* 本文:
┄┄┄┄┄┄┄┄┄┄
「いつか陽のあたる場所で」

いつか陽のあたる場所で

「いつか陽のあたる場所で」
 乃南アサ
 新潮社
 平成19年8月20日発行
 1500円(神戸市立図書館)

小森谷芭子。裕福な家庭に育つが、大学時代に歌舞伎町のホストに貢ぐために、テレクラで出会った男性を昏睡させ、金品を盗み、昏睡強盗の罪で、懲役7年を刑務所で服役。親兄弟には、仮釈放の身元引き受けもしてもらえずに、刑期満了で釈放。
江口綾香。ドメステック・バイオレンスに耐えきれず、夫を殺害し、殺人罪で、懲役5年を刑務所で服役。刑期満了で釈放。
20代後半と40代前半の2人の女性が、釈放後、東京の下町「谷中」で、ひっそりと世間を憚りながら、暮らしています。
┄┄┄┄┄┄┄┄┄┄
* データ内容:

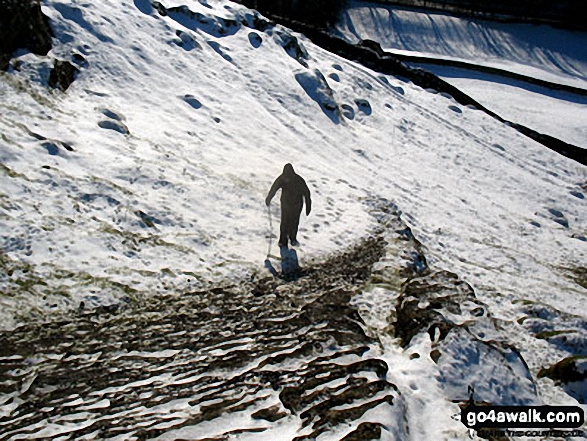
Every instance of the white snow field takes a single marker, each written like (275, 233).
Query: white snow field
┄┄┄┄┄┄┄┄┄┄
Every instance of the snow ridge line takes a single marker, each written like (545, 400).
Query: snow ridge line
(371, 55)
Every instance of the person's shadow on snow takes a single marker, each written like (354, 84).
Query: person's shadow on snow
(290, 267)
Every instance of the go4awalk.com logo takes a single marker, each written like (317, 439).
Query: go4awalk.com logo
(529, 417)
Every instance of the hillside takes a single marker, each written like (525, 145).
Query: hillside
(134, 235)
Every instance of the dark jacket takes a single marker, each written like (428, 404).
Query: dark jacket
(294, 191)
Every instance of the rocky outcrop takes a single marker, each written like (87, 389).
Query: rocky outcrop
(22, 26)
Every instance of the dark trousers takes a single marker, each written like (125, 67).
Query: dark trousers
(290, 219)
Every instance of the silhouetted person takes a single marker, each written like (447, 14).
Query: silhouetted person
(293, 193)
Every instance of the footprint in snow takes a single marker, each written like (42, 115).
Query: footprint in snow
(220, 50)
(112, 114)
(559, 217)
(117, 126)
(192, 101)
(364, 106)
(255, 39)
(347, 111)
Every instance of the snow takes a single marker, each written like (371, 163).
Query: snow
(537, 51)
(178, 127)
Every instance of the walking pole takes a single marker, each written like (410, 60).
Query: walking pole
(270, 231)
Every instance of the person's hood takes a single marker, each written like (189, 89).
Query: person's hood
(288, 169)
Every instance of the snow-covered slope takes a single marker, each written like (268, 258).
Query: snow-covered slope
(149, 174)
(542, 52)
┄┄┄┄┄┄┄┄┄┄
* 実施事項: 本文で、書名「いつか陽のあたる場所で」のすぐ下に一行ずつ並んでいる書誌情報をすべて挙げてください。

* 回答欄:
乃南アサ
新潮社
平成19年8月20日発行
1500円(神戸市立図書館)